**EXERCISE PASSAGE:**

Unfortunately, Bulgaria joins a growing list of nations -- including the likes of Russia, Libya and Syria -- to take advantage of the United States' understandable reluctance to enforce the no-fly zone against unarmed passenger flights. No one in the West knows for sure exactly what coming into (and, for that matter, out of) Iraq via these flights but, given many of the regimes in question, it strains credulity that there is nothing untoward going on.

This is especially true in light of the fact that it is obvious to Saddam Hussein, and virtually everybody else, that the Americans' will to resist his comeback is now falling apart. Less well appreciated in the West, at least, is how dangerous the latest erosion -- to say nothing of the complete collapse of the containment strategy that it portends -- may prove to be.

Fortunately, two recently released books fill in the blanks. The first is entitled Saddam's Bombmaker: The Terrifying Inside Story of the Iraqi Nuclear and Biological Weapons Agenda (Scribner, 2000). Its author, Khidhir Hamza, was the Iraqi scientist responsible for these programs until his defection in 1994.

**EXERCISE DATA:**
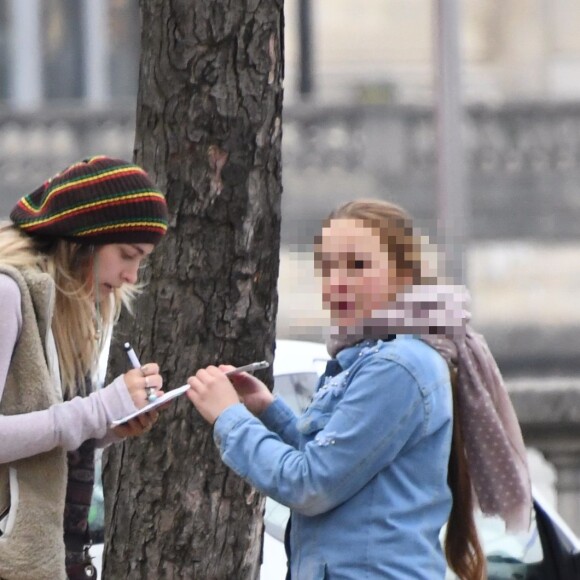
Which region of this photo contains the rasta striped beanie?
[10,156,167,244]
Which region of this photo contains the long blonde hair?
[0,222,134,398]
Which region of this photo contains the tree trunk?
[103,0,283,580]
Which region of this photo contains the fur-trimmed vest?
[0,266,67,580]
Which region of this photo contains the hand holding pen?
[124,342,163,408]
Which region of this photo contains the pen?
[123,342,157,403]
[224,360,270,375]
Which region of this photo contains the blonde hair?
[0,222,135,398]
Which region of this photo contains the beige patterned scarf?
[328,285,532,531]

**TASKS AND EXERCISES:**
[A] In the Iraq commentary, who was the Iraqi scientist in charge of the nuclear and biological weapons programs until defecting in 1994?
[B] Update the Iraq commentary from "Fortunately, two recently" to "defection in 1994.", changing "books" to "volumes".
[C] Summarize the Iraq commentary in two sentences.
Rely only on the Iraq commentary for everything that follows.

**SOLUTIONS BELOW:**
[A] Khidhir Hamza.

[B]
Fortunately, two recently released volumes fill in the blanks. The first is entitled Saddam's Bombmaker: The Terrifying Inside Story of the Iraqi Nuclear and Biological Weapons Agenda (Scribner, 2000). Its author, Khidhir Hamza, was the Iraqi scientist responsible for these programs until his defection in 1994.

[C] Bulgaria has joined Russia, Libya, Syria and other nations in taking advantage of America's reluctance to enforce the no-fly zone against unarmed passenger flights, and the writer finds it hard to believe nothing untoward is going on. As American will to resist Saddam Hussein's comeback falls apart, two recently released books, including Khidhir Hamza's Saddam's Bombmaker, fill in the blanks on how dangerous this erosion may prove to be.